--- Source ---

United Nations World Water Assessment Program

Photograph

By: Issouf Sanogo

Date: July 5, 2005

Source: Getty Images

About the Photographer: Issouf Sanogo photographs news and sport events in Africa, and has been a contributor for over five years to Agence France Presse, a worldwide news agency headquartered in Paris.

INTRODUCTION

Lack of access to clean water has many consequences; one of the most important is the impact on human health. People need access to between five and eight gallons (about twenty-to-fifty liters) of clean water per day for drinking, cooking, and washing. At present, a child born in the developed world consumes thirty to fifty times as much water resources as one in the developing world—an inequity which, ultimately, has an adverse affect on both societies—as this is a global, rather than national, issue.

The United Nations World Water Assessment Program (WWAP) is a project seeking a better understanding of processes and policies that will improve the supply and quality of freshwater resources around the globe. WWAP's goals include assessment of the world's freshwater resources and ecosystems and identification of critical issues and problems.

--- Raw data ---

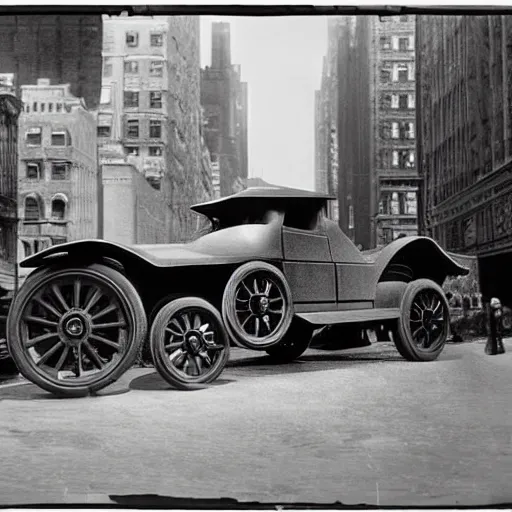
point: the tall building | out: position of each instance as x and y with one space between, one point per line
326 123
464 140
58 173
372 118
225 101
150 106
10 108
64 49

---
--- Raw data ---

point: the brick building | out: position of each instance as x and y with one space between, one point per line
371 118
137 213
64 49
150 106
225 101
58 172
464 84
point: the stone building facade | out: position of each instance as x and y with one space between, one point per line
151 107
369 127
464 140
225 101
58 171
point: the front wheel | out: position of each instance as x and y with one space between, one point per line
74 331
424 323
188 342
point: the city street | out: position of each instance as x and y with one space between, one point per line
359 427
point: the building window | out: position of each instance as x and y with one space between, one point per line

---

_What to work on_:
1. For each statement, say yes or no according to the text on the World Water Assessment Program, and quote the words of that text that decide it: (a) Issouf Sanogo has contributed to Agence France Presse for more than five years; (b) Agence France Presse has its headquarters in Geneva; (c) assessing the world's freshwater resources and ecosystems is among WWAP's goals.
2. Proceed with the text on the World Water Assessment Program, writing on from its last sentence.
The records play no part in the work here.

_Replies_:
1.
(a) Yes: "has been a contributor for over five years to Agence France Presse"
(b) No: "a worldwide news agency headquartered in Paris"
(c) Yes: "WWAP's goals include assessment of the world's freshwater resources and ecosystems"

2.
WWAP was set up in 2000 in recognition that only an integrated approach can help solve the global water crisis. The program works across all relevant UN agencies and in partnership with national governments and has emerged from discussions at various milestone meetings on environment and development, such as the 1992 Rio Earth Summit. Since then, there has been a growing recognition that lack of access to clean water is threatening the stability, security and environmental sustainability of the developing nations and this has resulted in a number of specific targets for action. For example, the United Nations Millennium Declaration calls for a reduction by half in the number who do not have sustainable access to safe drinking water by 2015.

PRIMARY SOURCE

WORLD WATER CRISIS

See primary source image.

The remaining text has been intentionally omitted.